» **TASK DESCRIPTION**
Each of the entries below is to be written out exactly, and the images skipped.

(DATA SHOWN begins)

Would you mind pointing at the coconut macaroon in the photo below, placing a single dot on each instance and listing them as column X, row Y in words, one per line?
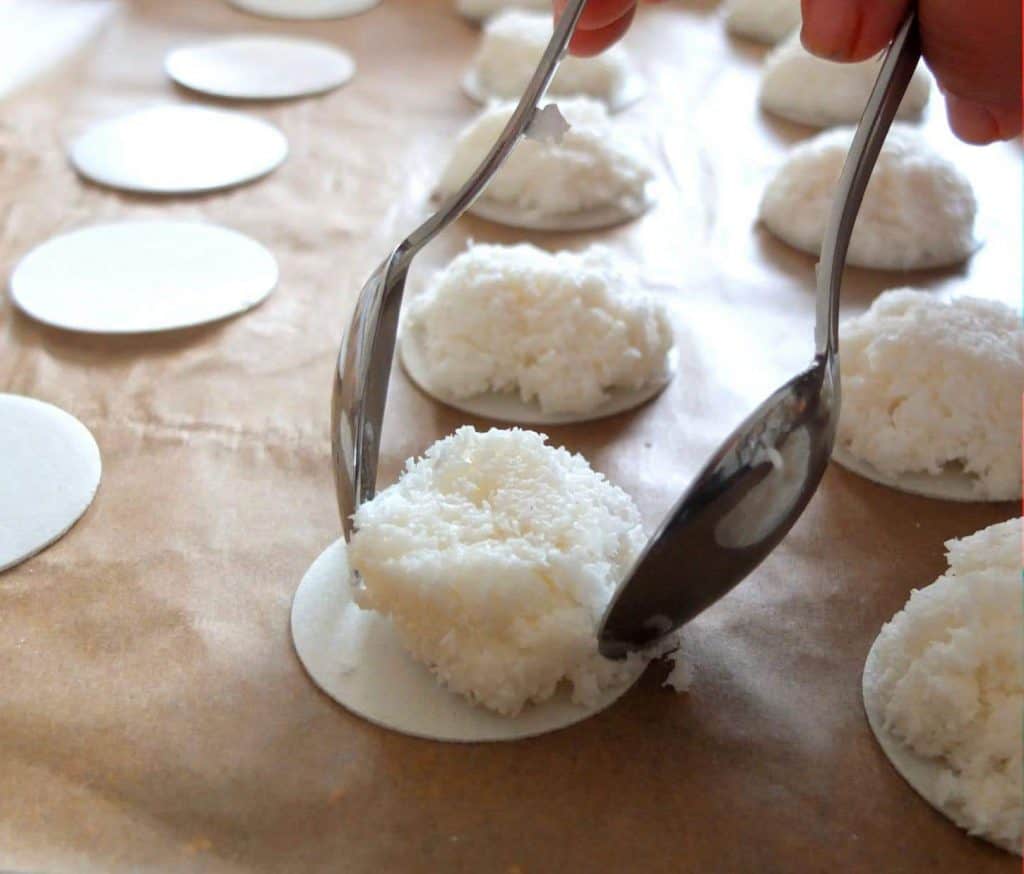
column 495, row 556
column 810, row 90
column 919, row 210
column 762, row 20
column 932, row 385
column 480, row 10
column 944, row 687
column 595, row 177
column 512, row 45
column 562, row 332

(DATA SHOWN ends)

» **EXERCISE OUTPUT**
Would you mind pointing at the coconut macaroon in the photo below, placing a single dot on each instance and listing them as column X, row Y in words, one per line?
column 495, row 556
column 810, row 90
column 919, row 210
column 762, row 20
column 932, row 385
column 480, row 10
column 944, row 687
column 595, row 177
column 512, row 45
column 562, row 332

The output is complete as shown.